(PROBLEM A) Locate every line in the rows below that contains the string "green", treating uppercase and lowercase as different, and copy each such line in full.

Georg Friedrich Grotefend (9 June 1775 – 15 December 1853) was a German epigraphist and philologist. He is known mostly for his contributions toward the decipherment of cuneiform.

Georg Friedrich Grotefend had a son, named Carl Ludwig Grotefend, who played a key role in the decipherment of the Indian Kharoshthi script on the coinage of the Indo-Greek kings, around the same time as James Prinsep, publishing Die unbekannte Schrift der Baktrischen Münzen ("The unknown script of the Bactrian coins") in 1836.[1]

Life

Native house of Grotenfend in Hann. Münden.

(PROBLEM B) In the passage on Georg Friedrich Grotefend, in what year did his son publish "Die unbekannte Schrift der Baktrischen Münzen"?

Image segmentation entries:
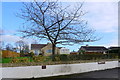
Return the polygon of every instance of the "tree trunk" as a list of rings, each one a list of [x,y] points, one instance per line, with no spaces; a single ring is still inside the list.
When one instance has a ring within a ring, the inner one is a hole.
[[[56,44],[52,44],[52,61],[55,61],[55,49],[56,49]]]

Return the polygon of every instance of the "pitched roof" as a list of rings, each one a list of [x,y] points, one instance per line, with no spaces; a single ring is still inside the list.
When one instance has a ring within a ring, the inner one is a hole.
[[[47,44],[31,44],[31,49],[41,49],[45,47]]]
[[[87,51],[103,51],[103,50],[108,50],[104,46],[81,46],[81,48],[84,48]]]

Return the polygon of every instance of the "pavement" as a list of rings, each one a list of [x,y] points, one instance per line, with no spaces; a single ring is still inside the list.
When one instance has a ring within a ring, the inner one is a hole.
[[[108,70],[94,71],[94,72],[87,72],[80,74],[21,79],[21,80],[120,80],[119,75],[120,75],[120,68],[115,68],[115,69],[108,69]],[[17,79],[2,79],[2,80],[17,80]]]

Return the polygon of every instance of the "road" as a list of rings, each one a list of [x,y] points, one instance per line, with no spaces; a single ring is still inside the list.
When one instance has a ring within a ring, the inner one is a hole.
[[[102,70],[102,71],[72,74],[67,76],[32,78],[29,80],[120,80],[118,79],[120,75],[119,72],[120,72],[120,68],[115,68],[115,69]],[[3,80],[13,80],[13,79],[3,79]]]

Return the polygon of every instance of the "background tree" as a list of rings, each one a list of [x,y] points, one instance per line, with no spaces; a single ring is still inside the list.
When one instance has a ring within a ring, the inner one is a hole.
[[[86,13],[82,11],[83,3],[72,8],[63,6],[57,1],[23,3],[18,16],[28,23],[20,32],[23,37],[47,39],[52,44],[55,54],[56,44],[75,44],[96,41],[94,30],[89,29],[87,22],[82,20]],[[27,25],[29,24],[30,25]]]

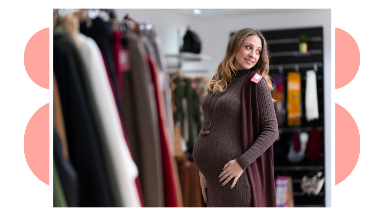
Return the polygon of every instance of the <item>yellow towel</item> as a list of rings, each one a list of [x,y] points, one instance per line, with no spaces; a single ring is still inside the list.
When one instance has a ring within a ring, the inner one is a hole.
[[[287,113],[288,126],[299,126],[302,115],[300,73],[289,72],[287,81]]]

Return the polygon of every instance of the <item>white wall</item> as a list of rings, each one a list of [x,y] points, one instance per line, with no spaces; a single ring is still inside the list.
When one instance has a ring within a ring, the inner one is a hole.
[[[280,11],[281,12],[281,11]],[[211,61],[187,62],[183,69],[207,69],[211,77],[223,59],[231,32],[243,28],[261,30],[323,27],[324,81],[325,101],[325,159],[327,178],[325,182],[325,204],[331,206],[331,10],[319,9],[307,12],[227,16],[203,18],[183,14],[169,9],[116,9],[118,20],[127,13],[137,21],[156,21],[160,32],[164,52],[176,54],[177,47],[177,31],[182,37],[187,26],[195,31],[202,42],[201,54],[210,56]]]

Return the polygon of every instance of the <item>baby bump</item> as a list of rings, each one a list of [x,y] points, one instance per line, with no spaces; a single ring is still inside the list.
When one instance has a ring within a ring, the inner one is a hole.
[[[205,136],[210,135],[211,133]],[[202,137],[198,136],[193,153],[195,163],[202,172],[208,169],[220,173],[225,164],[241,155],[241,144],[235,139]]]

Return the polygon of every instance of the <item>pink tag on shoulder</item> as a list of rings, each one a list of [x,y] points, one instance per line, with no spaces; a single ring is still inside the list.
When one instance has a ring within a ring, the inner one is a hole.
[[[263,77],[261,75],[258,74],[255,74],[255,75],[254,75],[254,76],[252,77],[252,78],[251,79],[251,81],[255,83],[258,83],[262,77]]]

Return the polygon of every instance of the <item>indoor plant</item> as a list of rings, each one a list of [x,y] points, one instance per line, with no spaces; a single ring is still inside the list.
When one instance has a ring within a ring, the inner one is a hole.
[[[306,53],[308,51],[308,44],[310,41],[309,37],[302,34],[299,37],[299,50],[302,53]]]

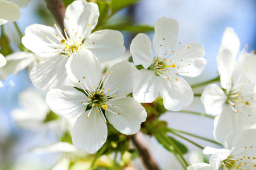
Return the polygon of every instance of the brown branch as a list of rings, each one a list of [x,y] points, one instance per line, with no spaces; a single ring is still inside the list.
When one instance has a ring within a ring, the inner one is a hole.
[[[66,8],[62,0],[46,0],[47,8],[54,16],[56,20],[63,30],[64,28],[63,20]]]
[[[146,144],[146,141],[142,133],[139,131],[131,137],[131,140],[142,157],[144,165],[147,169],[149,170],[160,169]]]

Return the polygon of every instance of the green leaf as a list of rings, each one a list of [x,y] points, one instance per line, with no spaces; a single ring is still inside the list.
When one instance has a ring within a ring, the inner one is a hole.
[[[10,40],[5,32],[3,25],[1,26],[1,36],[0,37],[0,53],[3,56],[6,56],[13,52],[10,44]]]
[[[170,136],[168,136],[168,137],[174,142],[174,143],[179,148],[182,154],[185,154],[188,152],[188,149],[185,145],[173,137],[171,137]]]
[[[112,0],[112,14],[119,11],[125,7],[131,6],[132,5],[140,1],[141,0]]]
[[[109,29],[117,31],[125,31],[133,32],[137,33],[141,32],[152,32],[155,30],[154,27],[151,26],[146,25],[134,26],[130,23],[121,23],[116,24],[104,27],[104,29]]]

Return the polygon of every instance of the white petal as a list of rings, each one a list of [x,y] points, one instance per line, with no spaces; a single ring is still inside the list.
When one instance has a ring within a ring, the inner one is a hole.
[[[75,146],[93,154],[106,142],[108,130],[105,119],[96,108],[93,109],[88,118],[89,112],[90,110],[87,110],[77,118],[71,135]]]
[[[254,155],[255,156],[256,130],[246,129],[238,133],[233,139],[232,146],[234,147],[234,154],[241,150],[241,148],[245,149],[246,147],[246,149],[245,149],[242,153],[240,152],[240,156],[242,155],[242,156]]]
[[[101,67],[96,57],[84,50],[71,56],[67,65],[68,78],[75,86],[90,91],[98,87],[101,78]]]
[[[30,0],[10,0],[10,1],[14,2],[19,7],[26,6]]]
[[[199,163],[193,164],[188,167],[187,170],[214,170],[215,169],[211,165],[205,163]],[[216,169],[217,170],[217,169]]]
[[[74,152],[77,150],[77,148],[69,143],[59,142],[47,146],[36,148],[32,152],[35,154],[49,154]]]
[[[19,6],[9,1],[0,1],[0,18],[15,22],[20,17]]]
[[[19,52],[6,57],[6,65],[0,69],[1,78],[3,79],[12,73],[16,75],[18,73],[28,67],[33,62],[36,62],[36,55],[32,53]]]
[[[60,55],[43,58],[30,72],[33,85],[45,92],[60,86],[67,76],[67,60]]]
[[[106,104],[108,105],[108,110],[105,112],[108,120],[122,133],[134,134],[138,132],[141,123],[146,121],[147,113],[145,109],[133,97],[109,100]],[[118,113],[119,114],[117,114]]]
[[[139,71],[127,61],[115,64],[106,74],[103,87],[104,94],[107,95],[113,93],[112,95],[115,95],[115,97],[123,97],[132,92],[138,86],[134,79],[138,80],[135,76],[139,76]]]
[[[32,24],[25,30],[22,42],[24,46],[42,57],[59,54],[63,49],[57,43],[61,44],[57,29],[41,24]],[[47,37],[46,37],[47,36]],[[55,43],[51,42],[48,38]],[[56,49],[55,49],[56,48]]]
[[[218,149],[218,152],[213,154],[210,156],[209,163],[214,168],[218,169],[219,167],[221,165],[221,161],[226,159],[228,156],[230,155],[232,152],[232,150],[229,150],[225,148]]]
[[[5,57],[0,53],[0,67],[5,66],[6,64],[6,60]]]
[[[224,144],[226,134],[236,129],[234,122],[236,113],[230,106],[226,105],[223,108],[221,114],[215,117],[213,136],[217,142]]]
[[[162,17],[156,21],[153,37],[153,49],[157,56],[164,57],[165,53],[170,53],[177,42],[178,31],[178,23],[173,19]]]
[[[84,41],[84,46],[92,52],[100,61],[112,60],[125,52],[123,36],[120,32],[104,29],[96,31]]]
[[[6,24],[8,22],[8,20],[5,19],[0,19],[0,25],[3,25]]]
[[[46,96],[46,102],[56,114],[66,118],[77,117],[84,113],[88,102],[86,96],[73,87],[52,88]]]
[[[231,87],[234,62],[232,52],[227,49],[221,51],[217,56],[217,66],[221,78],[221,84],[224,89],[229,89]]]
[[[67,7],[64,26],[69,35],[77,33],[84,39],[96,26],[99,15],[96,3],[86,1],[75,1]]]
[[[201,96],[201,101],[208,114],[220,114],[226,105],[227,96],[221,88],[216,84],[208,85],[205,88]]]
[[[160,78],[158,82],[164,107],[173,111],[180,110],[184,107],[191,104],[194,96],[188,82],[181,77],[176,78],[176,81]]]
[[[141,103],[151,103],[158,96],[158,79],[153,71],[139,70],[141,80],[139,86],[133,93],[134,99]]]
[[[223,33],[220,52],[224,49],[229,49],[232,53],[234,60],[237,56],[240,48],[240,41],[234,29],[231,27],[226,27]]]
[[[144,68],[147,69],[154,63],[151,41],[144,33],[140,33],[133,39],[130,52],[136,65],[142,65]]]
[[[207,63],[203,58],[205,53],[204,47],[195,42],[177,48],[168,59],[175,65],[175,68],[171,68],[172,71],[184,76],[199,75]]]

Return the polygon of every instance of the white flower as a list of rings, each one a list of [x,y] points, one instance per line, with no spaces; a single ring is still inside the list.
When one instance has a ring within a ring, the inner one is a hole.
[[[86,1],[75,1],[66,10],[64,35],[55,28],[33,24],[25,30],[23,44],[43,57],[32,70],[33,84],[44,91],[60,86],[67,78],[66,63],[74,53],[88,49],[100,61],[112,60],[125,51],[123,36],[117,31],[105,29],[90,33],[96,26],[98,6]]]
[[[5,57],[0,53],[0,67],[4,66],[6,64],[6,60]]]
[[[212,154],[209,163],[217,169],[254,169],[256,168],[256,130],[247,129],[236,137],[226,138],[225,148],[207,147],[205,154]]]
[[[152,42],[154,58],[147,35],[139,33],[133,40],[130,52],[134,63],[149,69],[140,70],[142,80],[133,94],[137,101],[152,102],[159,91],[164,107],[169,110],[179,110],[192,103],[191,87],[179,75],[194,77],[200,74],[207,63],[203,58],[205,52],[196,42],[175,47],[178,28],[174,19],[163,17],[156,21]],[[159,80],[157,76],[160,76]]]
[[[45,99],[38,91],[27,88],[19,94],[19,104],[21,108],[11,112],[15,124],[20,128],[46,133],[52,131],[61,135],[71,129],[72,122],[61,117],[54,120],[47,120],[50,110]],[[55,114],[53,113],[51,114]]]
[[[188,167],[187,170],[217,170],[217,168],[214,168],[211,165],[205,163],[199,163],[193,164]]]
[[[16,75],[19,72],[26,67],[30,71],[37,63],[38,57],[34,53],[19,52],[7,56],[6,65],[0,69],[0,78],[4,79],[10,73]]]
[[[85,92],[62,86],[51,89],[46,101],[59,115],[78,117],[71,132],[75,146],[90,153],[99,150],[107,137],[105,116],[122,133],[133,134],[139,130],[147,113],[139,103],[127,96],[138,86],[138,72],[125,61],[111,67],[101,80],[100,64],[92,53],[84,50],[71,56],[68,77]],[[91,108],[85,112],[88,106]]]
[[[0,0],[0,25],[8,21],[15,22],[20,17],[19,6],[6,0]]]
[[[233,29],[227,28],[217,57],[221,87],[208,85],[201,97],[207,113],[219,114],[214,120],[214,135],[221,143],[230,130],[239,132],[256,125],[256,56],[244,49],[236,61],[240,46]]]

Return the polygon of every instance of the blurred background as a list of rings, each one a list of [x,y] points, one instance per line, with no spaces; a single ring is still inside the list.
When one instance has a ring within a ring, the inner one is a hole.
[[[68,4],[72,1],[65,2]],[[185,78],[190,84],[193,84],[218,76],[216,57],[226,27],[234,28],[240,39],[241,49],[247,44],[249,45],[249,52],[256,49],[255,7],[255,0],[143,0],[115,14],[109,24],[127,20],[135,24],[154,27],[155,22],[162,16],[176,20],[179,24],[178,41],[181,45],[195,41],[202,44],[205,50],[207,65],[202,74],[193,79]],[[26,27],[31,24],[39,23],[52,26],[56,22],[47,10],[44,1],[31,0],[27,6],[20,7],[20,11],[21,18],[17,24],[23,34]],[[9,22],[4,28],[12,48],[15,52],[18,51],[20,41],[13,24]],[[130,57],[130,44],[136,34],[127,31],[122,32],[125,36],[127,50],[125,55]],[[152,40],[154,32],[147,34]],[[14,109],[22,107],[19,102],[20,92],[28,88],[36,90],[30,80],[27,70],[20,71],[16,76],[9,75],[3,83],[3,86],[0,88],[0,164],[7,164],[6,167],[10,169],[48,169],[53,163],[52,160],[49,160],[45,155],[35,158],[30,152],[31,148],[37,146],[43,147],[56,142],[57,138],[54,134],[56,131],[38,134],[29,129],[20,129],[11,116]],[[200,93],[203,90],[197,89],[195,92]],[[42,92],[39,92],[43,96]],[[33,96],[29,97],[34,99]],[[42,108],[39,107],[38,109]],[[197,97],[192,104],[184,110],[205,113],[200,98]],[[170,128],[213,139],[212,119],[174,112],[167,112],[160,118],[167,121]],[[181,169],[174,156],[154,138],[146,135],[144,137],[162,169]],[[191,139],[204,147],[218,147],[196,138]],[[201,154],[201,150],[187,141],[180,141],[188,147],[189,152],[185,157],[191,164],[205,159]],[[138,169],[144,169],[138,159],[134,160],[134,165]]]

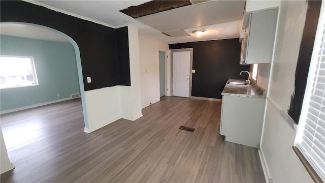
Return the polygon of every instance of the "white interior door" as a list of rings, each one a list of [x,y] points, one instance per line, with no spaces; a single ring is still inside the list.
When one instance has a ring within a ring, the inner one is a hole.
[[[173,95],[189,97],[189,67],[190,53],[173,52]]]

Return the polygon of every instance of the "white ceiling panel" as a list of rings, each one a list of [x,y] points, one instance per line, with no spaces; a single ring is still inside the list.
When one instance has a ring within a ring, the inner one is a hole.
[[[184,29],[241,20],[244,1],[215,1],[136,18],[161,32]]]

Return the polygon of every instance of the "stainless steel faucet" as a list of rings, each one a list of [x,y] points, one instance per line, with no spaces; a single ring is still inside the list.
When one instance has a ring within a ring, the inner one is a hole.
[[[242,73],[243,72],[246,72],[247,73],[248,73],[248,79],[247,79],[246,81],[247,81],[247,85],[250,85],[250,80],[249,80],[249,78],[250,78],[250,74],[249,73],[249,72],[247,71],[242,71],[240,73],[239,75],[242,75]]]

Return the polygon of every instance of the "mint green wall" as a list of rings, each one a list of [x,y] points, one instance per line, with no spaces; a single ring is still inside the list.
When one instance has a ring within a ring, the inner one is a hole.
[[[34,56],[39,82],[36,86],[1,89],[0,110],[55,101],[80,93],[76,55],[71,43],[4,35],[0,38],[0,54]]]

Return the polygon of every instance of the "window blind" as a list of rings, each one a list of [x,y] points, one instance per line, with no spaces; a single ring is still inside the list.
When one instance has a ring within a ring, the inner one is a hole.
[[[310,99],[302,140],[298,144],[306,158],[325,177],[325,24],[317,69],[314,74],[312,93]]]

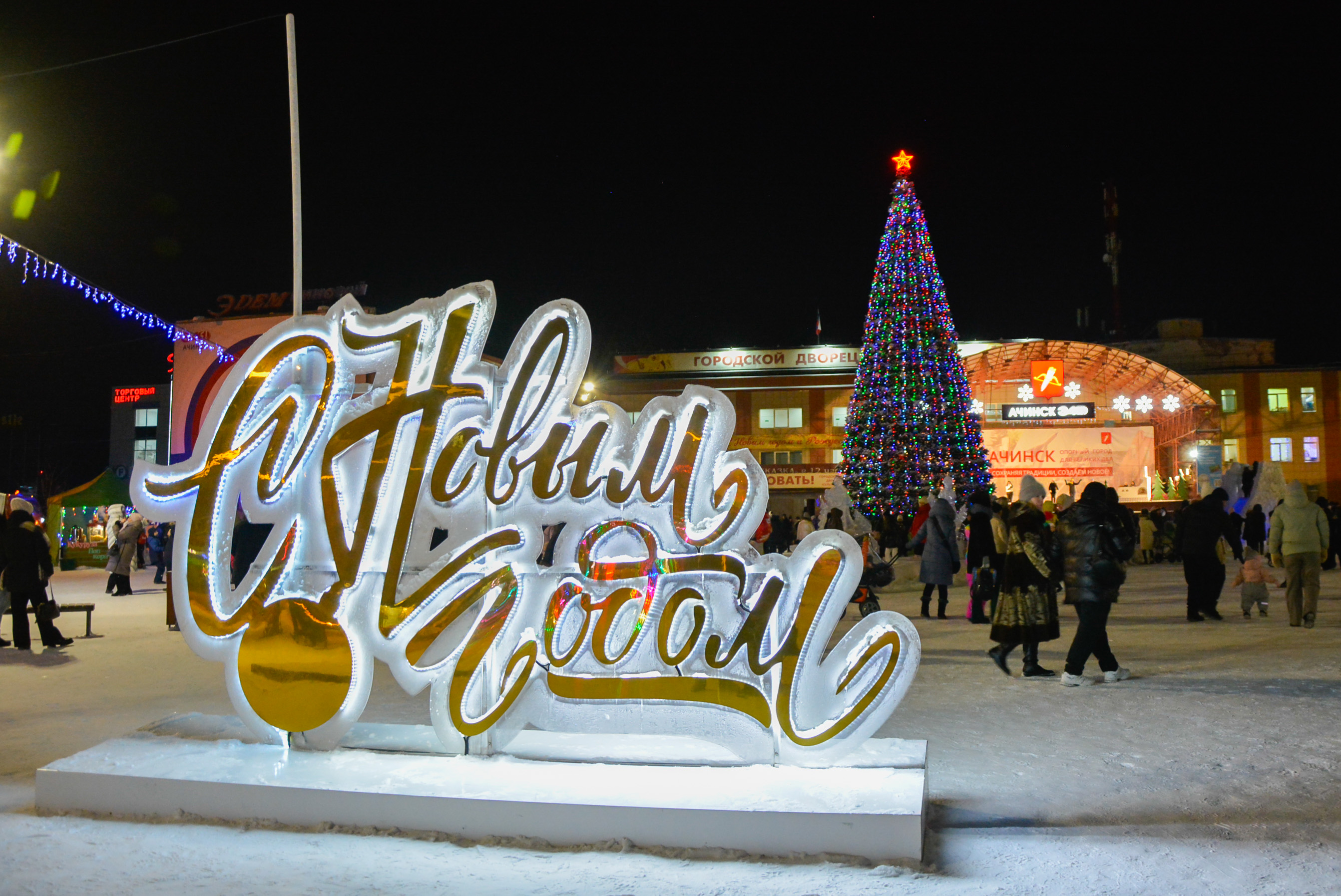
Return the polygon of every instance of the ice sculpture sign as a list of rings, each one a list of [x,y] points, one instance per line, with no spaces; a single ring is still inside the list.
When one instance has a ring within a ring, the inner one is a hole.
[[[278,325],[233,366],[189,461],[137,463],[137,505],[177,522],[182,635],[225,663],[244,721],[333,747],[380,659],[408,692],[429,688],[457,753],[530,727],[811,763],[874,733],[917,633],[877,612],[826,655],[861,550],[835,530],[790,557],[750,548],[767,486],[725,450],[730,400],[691,386],[637,423],[574,406],[582,308],[539,308],[502,364],[481,358],[493,308],[480,283],[389,315],[346,296]],[[271,530],[235,587],[240,510]]]

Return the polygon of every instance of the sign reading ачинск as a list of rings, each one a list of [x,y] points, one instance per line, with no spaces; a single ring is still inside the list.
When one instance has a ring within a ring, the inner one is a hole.
[[[748,546],[767,486],[727,450],[731,402],[689,386],[637,423],[575,407],[585,312],[540,307],[498,366],[492,319],[481,283],[286,320],[233,364],[189,459],[137,463],[137,506],[178,524],[182,635],[225,664],[247,725],[330,749],[380,659],[429,688],[453,753],[531,727],[823,763],[870,737],[916,671],[916,629],[880,611],[825,654],[861,550],[833,529],[790,557]],[[272,530],[232,588],[239,506]]]
[[[743,348],[709,352],[668,352],[664,355],[616,355],[616,374],[703,374],[735,370],[857,370],[857,346],[817,346],[813,348]]]
[[[1092,421],[1094,402],[1053,402],[1051,404],[1002,404],[1003,421]]]

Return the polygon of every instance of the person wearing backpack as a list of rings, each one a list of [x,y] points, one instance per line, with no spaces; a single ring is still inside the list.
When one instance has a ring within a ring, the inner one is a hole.
[[[28,631],[28,604],[36,611],[38,632],[43,647],[68,647],[66,638],[44,611],[47,580],[51,579],[51,545],[46,533],[32,518],[32,505],[23,498],[9,502],[9,520],[4,529],[4,587],[9,592],[9,612],[13,613],[13,646],[32,650]]]
[[[1106,493],[1102,482],[1090,482],[1081,500],[1057,520],[1065,603],[1074,605],[1080,617],[1062,672],[1062,684],[1067,687],[1093,684],[1085,678],[1090,656],[1098,660],[1106,683],[1130,676],[1108,646],[1108,613],[1126,580],[1125,564],[1136,552],[1136,534]]]
[[[959,572],[959,541],[955,538],[955,508],[945,498],[932,501],[927,522],[912,540],[913,550],[917,550],[919,545],[923,560],[917,581],[925,585],[923,588],[923,619],[931,619],[931,592],[933,588],[940,591],[936,619],[947,619],[949,584],[955,580],[955,573]]]

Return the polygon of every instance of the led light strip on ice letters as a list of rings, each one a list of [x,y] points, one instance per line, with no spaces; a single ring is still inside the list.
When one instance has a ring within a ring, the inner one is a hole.
[[[243,719],[334,747],[380,659],[408,692],[429,688],[456,753],[506,751],[532,727],[818,763],[870,737],[920,646],[876,612],[825,656],[857,544],[819,530],[759,556],[767,479],[727,451],[721,392],[656,398],[636,425],[575,407],[585,312],[539,308],[495,366],[493,303],[489,283],[389,315],[346,296],[280,324],[228,374],[189,461],[137,462],[137,505],[178,524],[182,635],[225,663]],[[239,508],[271,530],[233,588]]]

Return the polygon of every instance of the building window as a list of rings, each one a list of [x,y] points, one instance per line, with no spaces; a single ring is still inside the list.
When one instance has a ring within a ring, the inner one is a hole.
[[[759,408],[759,429],[762,430],[799,430],[801,427],[799,407]]]
[[[759,462],[764,466],[801,466],[806,462],[805,451],[760,451]]]

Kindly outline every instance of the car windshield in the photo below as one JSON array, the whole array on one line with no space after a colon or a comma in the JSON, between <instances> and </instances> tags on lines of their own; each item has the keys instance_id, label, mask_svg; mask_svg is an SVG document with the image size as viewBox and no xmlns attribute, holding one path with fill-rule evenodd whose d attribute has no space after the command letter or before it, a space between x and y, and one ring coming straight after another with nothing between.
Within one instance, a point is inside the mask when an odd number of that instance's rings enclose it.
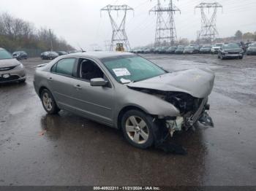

(COMPLETE ANSWER A)
Return the polygon of every instance of the green leaf as a list of rings, each one a list of [x,y] points, one instance per line, with no spaces; a single ring is still inside the list.
Return the polygon of every instance of the "mint green wall" as a list of rings, each one a list of [x,y] points, one instance per line, with no spaces; a single ring is still inside the list.

(COMPLETE ANSWER B) 1836